• _What to do_
a – In the rat-prevention article, what is the smallest hole a mouse can squeeze through?
b – Pick up the rat-prevention article right after its last line and keep writing it.

Any of the above could mean you have an infestation on your hands. If that’s the case, time is of the essence because rodents breed so rapidly.

How to Keep Rats Away

A rule of thumb in pest control is that prevention always trumps eradication. You will save money, time, and headache by implementing small steps today rather than waiting for an infestation to surface.

Seal Off Entry Points

The first, and perhaps most effective step, to preclude a rodent infestation is to make sure they have no way into your home. Easier said than done, as mice can squeeze through a hole the size of a dime, and for rats, a quarter.

Walk the perimeter of your home looking for any openings that rodents could get through around:

  • Windows
  • Doors
  • Utility pipes
  • Foundation cracks
  • Attic or laundry vents
  • Gables

These can be sealed up in a variety of ways, such as with:

  • Wire mesh
  • Expanding foam
  • Hammer and nails
  • Silicone
  • Concrete

Eliminate Hiding Places

Clutter in a home is a rodent’s best friend. Organizing your home, as well as minimizing belongings on the floor, give rats and mice fewer hiding spots.

Remove Food Sources

This can be as simple as making sure food is put away and dishes are cleaned every evening before going to bed. Putting cereal, flour, snack bars, etc. in rodent-proof bins and jars also goes a long way in making your home less attractive to these opportunists.

Clean Often and Thoroughly

Because rats and mice are nocturnal, making sure the house is clean when the sun goes down is key. After sealing off entry points, cleanliness is your best defense against rodents.

  • On a daily basis: Wiping down countertops with a cleaning spray as well as sweeping/vacuuming frequently will leave less food available to fuel a rat or mouse infestation. Make sure all dishes and cooking utensils are cleaned before going to sleep.
  • On a weekly basis: Mop floors to remove residue from food or spilled drinks. Declutter and vacuum floors. Check any traps you’ve left set up.
  • On a monthly basis: Inspect pipes throughout the house to ensure leaks aren’t drawing rodents and other pests.
  • On a yearly basis: See what you can get rid of to declutter spaces like your garage or basement that might harbor rodents.

Build a Barrier Around Your Home

Along the same lines of keeping your home’s interior decluttered, cleaning up your yard will reduce the allure it holds for rats and mice.

  • Keep wood piles neat and far away from the home.
  • Refrain from using ground covering that can shelter rodents.
  • Keep your trash sealed with a good lid.
  • Remove scrap wood piles.

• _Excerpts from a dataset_
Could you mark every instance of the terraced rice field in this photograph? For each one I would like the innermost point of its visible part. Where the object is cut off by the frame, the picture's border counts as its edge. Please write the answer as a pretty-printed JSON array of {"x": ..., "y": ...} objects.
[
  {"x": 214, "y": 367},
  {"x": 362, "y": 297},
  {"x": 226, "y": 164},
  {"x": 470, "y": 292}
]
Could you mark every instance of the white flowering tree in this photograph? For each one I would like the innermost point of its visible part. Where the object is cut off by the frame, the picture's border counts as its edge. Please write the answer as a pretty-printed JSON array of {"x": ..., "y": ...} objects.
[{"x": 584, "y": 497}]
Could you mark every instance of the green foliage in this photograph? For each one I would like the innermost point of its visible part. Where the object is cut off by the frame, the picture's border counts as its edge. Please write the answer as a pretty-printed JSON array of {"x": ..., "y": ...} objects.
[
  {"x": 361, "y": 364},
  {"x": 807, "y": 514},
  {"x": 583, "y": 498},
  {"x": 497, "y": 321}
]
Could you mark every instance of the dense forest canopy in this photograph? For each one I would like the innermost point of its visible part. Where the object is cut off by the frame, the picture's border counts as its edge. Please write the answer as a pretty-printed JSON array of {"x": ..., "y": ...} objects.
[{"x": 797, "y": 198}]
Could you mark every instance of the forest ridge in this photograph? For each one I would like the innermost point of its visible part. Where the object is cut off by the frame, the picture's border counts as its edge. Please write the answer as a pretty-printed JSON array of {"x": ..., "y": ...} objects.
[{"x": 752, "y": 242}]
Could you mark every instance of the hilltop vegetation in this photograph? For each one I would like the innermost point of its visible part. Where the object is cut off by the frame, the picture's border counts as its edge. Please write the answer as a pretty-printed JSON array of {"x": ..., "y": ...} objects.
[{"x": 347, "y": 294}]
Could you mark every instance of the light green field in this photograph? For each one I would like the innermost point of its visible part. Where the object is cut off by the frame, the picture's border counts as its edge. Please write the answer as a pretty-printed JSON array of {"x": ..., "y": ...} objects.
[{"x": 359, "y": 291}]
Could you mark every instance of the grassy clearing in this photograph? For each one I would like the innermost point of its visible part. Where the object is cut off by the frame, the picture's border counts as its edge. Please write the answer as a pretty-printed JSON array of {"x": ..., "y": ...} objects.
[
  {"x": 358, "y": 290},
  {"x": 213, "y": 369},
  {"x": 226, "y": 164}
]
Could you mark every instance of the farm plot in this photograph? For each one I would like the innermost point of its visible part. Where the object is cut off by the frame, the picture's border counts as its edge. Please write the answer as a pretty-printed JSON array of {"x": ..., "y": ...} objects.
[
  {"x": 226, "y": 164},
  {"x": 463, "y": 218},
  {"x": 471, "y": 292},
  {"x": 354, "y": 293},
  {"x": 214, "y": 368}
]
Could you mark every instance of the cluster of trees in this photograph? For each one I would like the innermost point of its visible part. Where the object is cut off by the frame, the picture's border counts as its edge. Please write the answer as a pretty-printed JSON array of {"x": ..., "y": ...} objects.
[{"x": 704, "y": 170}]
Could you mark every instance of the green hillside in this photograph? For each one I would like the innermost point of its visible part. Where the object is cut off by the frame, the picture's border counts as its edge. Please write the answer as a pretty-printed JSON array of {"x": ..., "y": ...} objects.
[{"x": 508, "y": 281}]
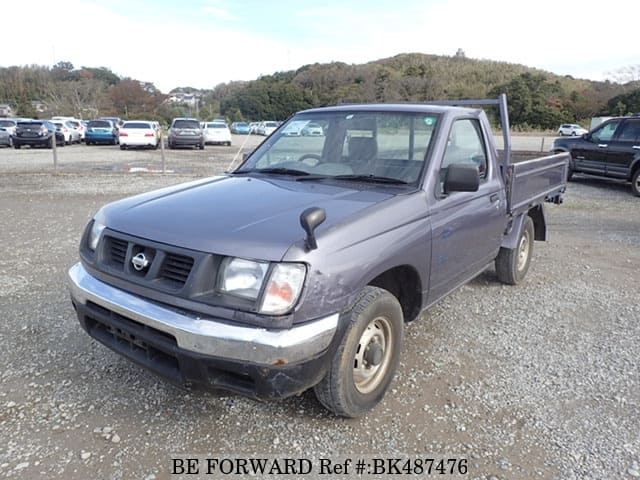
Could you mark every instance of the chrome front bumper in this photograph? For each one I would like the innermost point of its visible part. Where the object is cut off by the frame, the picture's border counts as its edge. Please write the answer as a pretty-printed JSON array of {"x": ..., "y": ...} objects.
[{"x": 208, "y": 336}]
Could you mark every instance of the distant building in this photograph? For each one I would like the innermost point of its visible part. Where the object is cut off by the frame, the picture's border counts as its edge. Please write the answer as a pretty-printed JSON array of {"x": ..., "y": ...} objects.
[
  {"x": 6, "y": 110},
  {"x": 190, "y": 99},
  {"x": 39, "y": 106}
]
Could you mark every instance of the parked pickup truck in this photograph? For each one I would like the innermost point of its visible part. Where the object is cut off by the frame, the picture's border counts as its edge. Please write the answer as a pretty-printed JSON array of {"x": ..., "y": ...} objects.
[
  {"x": 298, "y": 269},
  {"x": 611, "y": 150}
]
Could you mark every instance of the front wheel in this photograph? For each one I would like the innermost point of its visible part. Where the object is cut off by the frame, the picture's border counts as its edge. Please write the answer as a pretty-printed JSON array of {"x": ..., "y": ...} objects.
[
  {"x": 512, "y": 264},
  {"x": 365, "y": 362},
  {"x": 635, "y": 183}
]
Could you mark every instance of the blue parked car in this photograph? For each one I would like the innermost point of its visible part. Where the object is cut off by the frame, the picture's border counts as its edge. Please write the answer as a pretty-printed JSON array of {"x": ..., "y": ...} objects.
[
  {"x": 101, "y": 131},
  {"x": 240, "y": 128}
]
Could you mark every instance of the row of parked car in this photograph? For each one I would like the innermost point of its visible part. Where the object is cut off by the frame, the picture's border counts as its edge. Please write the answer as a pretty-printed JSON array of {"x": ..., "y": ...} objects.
[{"x": 114, "y": 131}]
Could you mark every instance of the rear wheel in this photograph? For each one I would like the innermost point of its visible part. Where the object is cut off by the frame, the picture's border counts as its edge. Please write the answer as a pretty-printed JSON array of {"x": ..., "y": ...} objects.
[
  {"x": 635, "y": 183},
  {"x": 512, "y": 264},
  {"x": 365, "y": 362},
  {"x": 569, "y": 173}
]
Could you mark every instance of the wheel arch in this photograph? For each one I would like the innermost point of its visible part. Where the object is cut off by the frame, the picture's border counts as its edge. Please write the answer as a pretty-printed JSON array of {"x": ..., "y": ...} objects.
[
  {"x": 404, "y": 283},
  {"x": 539, "y": 227}
]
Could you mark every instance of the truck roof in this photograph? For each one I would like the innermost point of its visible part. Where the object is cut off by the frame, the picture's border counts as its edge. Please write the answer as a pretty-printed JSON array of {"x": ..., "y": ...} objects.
[{"x": 393, "y": 107}]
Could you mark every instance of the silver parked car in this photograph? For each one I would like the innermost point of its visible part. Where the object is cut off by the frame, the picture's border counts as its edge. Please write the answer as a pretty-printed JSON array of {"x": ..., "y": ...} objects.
[{"x": 5, "y": 137}]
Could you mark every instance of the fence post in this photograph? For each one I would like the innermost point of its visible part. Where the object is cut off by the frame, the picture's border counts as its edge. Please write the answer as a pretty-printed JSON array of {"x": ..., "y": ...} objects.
[
  {"x": 54, "y": 148},
  {"x": 164, "y": 170}
]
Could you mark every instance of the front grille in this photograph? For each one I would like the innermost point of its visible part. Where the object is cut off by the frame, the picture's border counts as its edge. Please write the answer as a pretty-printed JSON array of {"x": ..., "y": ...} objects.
[
  {"x": 118, "y": 251},
  {"x": 176, "y": 268}
]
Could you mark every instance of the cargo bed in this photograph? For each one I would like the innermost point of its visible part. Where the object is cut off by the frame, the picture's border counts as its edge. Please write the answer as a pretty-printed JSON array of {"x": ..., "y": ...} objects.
[{"x": 531, "y": 182}]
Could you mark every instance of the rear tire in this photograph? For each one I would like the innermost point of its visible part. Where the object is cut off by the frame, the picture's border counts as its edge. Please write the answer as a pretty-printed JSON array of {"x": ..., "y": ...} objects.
[
  {"x": 635, "y": 183},
  {"x": 512, "y": 264},
  {"x": 365, "y": 362}
]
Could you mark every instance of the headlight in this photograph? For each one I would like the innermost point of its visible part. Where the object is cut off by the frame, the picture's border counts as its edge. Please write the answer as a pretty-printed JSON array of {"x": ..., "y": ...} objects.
[
  {"x": 248, "y": 279},
  {"x": 242, "y": 277},
  {"x": 94, "y": 235},
  {"x": 283, "y": 288}
]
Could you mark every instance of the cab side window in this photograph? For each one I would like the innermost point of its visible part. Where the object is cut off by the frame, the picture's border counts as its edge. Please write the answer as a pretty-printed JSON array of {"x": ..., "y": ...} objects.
[
  {"x": 465, "y": 146},
  {"x": 605, "y": 133},
  {"x": 630, "y": 131}
]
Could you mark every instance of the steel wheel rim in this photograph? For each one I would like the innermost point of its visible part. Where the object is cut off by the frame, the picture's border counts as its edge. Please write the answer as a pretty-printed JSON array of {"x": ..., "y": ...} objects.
[
  {"x": 366, "y": 376},
  {"x": 523, "y": 251}
]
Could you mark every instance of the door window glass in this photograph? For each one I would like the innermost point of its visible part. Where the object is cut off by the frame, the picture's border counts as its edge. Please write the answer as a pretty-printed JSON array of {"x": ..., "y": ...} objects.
[
  {"x": 605, "y": 133},
  {"x": 630, "y": 131},
  {"x": 465, "y": 146}
]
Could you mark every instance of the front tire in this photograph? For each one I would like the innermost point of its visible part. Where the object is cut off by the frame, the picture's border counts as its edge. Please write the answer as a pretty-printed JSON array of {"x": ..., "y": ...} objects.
[
  {"x": 365, "y": 362},
  {"x": 512, "y": 264}
]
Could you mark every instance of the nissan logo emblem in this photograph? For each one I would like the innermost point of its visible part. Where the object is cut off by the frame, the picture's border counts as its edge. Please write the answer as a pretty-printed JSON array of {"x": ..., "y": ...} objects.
[{"x": 140, "y": 262}]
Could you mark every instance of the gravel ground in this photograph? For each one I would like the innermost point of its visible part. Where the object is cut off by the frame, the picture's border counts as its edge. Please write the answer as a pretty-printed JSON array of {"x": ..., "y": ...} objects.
[{"x": 535, "y": 381}]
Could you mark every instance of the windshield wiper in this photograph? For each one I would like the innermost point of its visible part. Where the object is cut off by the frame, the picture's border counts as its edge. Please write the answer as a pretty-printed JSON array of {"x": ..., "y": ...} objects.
[
  {"x": 276, "y": 170},
  {"x": 371, "y": 178}
]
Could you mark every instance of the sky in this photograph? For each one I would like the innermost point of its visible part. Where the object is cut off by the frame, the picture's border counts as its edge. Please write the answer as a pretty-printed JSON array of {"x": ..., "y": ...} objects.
[{"x": 202, "y": 43}]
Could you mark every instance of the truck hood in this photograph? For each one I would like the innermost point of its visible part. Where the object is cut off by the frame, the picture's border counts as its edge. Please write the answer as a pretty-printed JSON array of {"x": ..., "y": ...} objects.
[{"x": 239, "y": 216}]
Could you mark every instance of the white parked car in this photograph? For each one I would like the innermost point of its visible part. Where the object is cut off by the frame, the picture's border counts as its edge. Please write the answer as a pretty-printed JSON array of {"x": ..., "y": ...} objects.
[
  {"x": 138, "y": 133},
  {"x": 71, "y": 135},
  {"x": 217, "y": 132},
  {"x": 267, "y": 128},
  {"x": 312, "y": 130},
  {"x": 571, "y": 129}
]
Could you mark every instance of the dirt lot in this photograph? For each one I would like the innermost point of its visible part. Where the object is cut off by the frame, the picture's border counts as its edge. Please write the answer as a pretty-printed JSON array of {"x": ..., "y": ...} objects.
[{"x": 536, "y": 381}]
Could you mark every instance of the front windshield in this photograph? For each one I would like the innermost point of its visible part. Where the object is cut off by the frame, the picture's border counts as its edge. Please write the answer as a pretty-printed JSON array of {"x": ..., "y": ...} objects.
[{"x": 382, "y": 145}]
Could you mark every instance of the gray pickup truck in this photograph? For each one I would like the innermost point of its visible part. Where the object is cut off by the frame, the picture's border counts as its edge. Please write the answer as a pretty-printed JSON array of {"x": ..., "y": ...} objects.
[{"x": 298, "y": 269}]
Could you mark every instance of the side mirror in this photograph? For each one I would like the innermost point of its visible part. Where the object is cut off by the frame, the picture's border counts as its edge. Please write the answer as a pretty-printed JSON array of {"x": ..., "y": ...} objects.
[{"x": 462, "y": 177}]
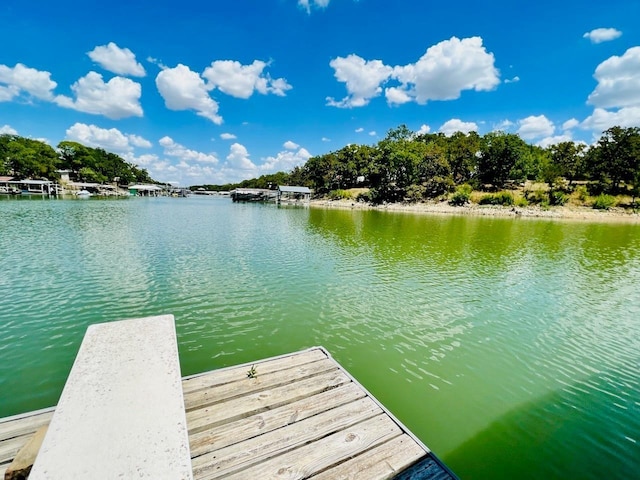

• _Results for each task_
a – A hole the size of a dime.

b –
  • Keep tools like ladders and wheel barrows hung on walls or stored in a garage.

Trim Back Trees and Shrubs

Rodents are skilled climbers, so a stray branch bridging your yard and the roof of your house is as good as a hotel “Vacancy” sign to a rat. Lopping tree branches and shrubbery that touch or come near your home’s exterior gives rodents one more reason to not bother with your home.

Use Natural Rodent Repellent

Chemical repellents can have negative effects on humans as well as rodents, so natural options are very attractive. While its difficult to definitively say how effective natural repellent methods are, proponents usually recommend:

  • Essential oils
  • Cayenne Pepper
  • Cloves
  • Ammonia
  • Mothballs

Rodents have keen powers of smell, so most of these work by barraging their noses, ideally steering them clear of your living space.

Set Up Rodent Traps

There’s never any harm in leaving classic snap traps in out-of-the-way places such as attics, crawlspaces, or garages. Even if rodents aren’t active around your home, this will both nip an infestation in the bud, as well as clue you into rodent activity right at the start. Check traps every week, so dead rodents don’t start to stink!

Adopt a Cat

A classic rodent control technique in rural America and Europe: let a cat do the dirty work. Hunting rodents is part of their biology, even for well-fed house cats.

Get Regular Inspections from a Pest Control Company

And finally, a very effective preventative measure is having a local company, like BOG Pest Control, regularly inspect your home for rodent activity or conditions that might be conducive to rodents. Professional exterminators will easily recognize factors that will attract rodents, making prevention that much easier for you.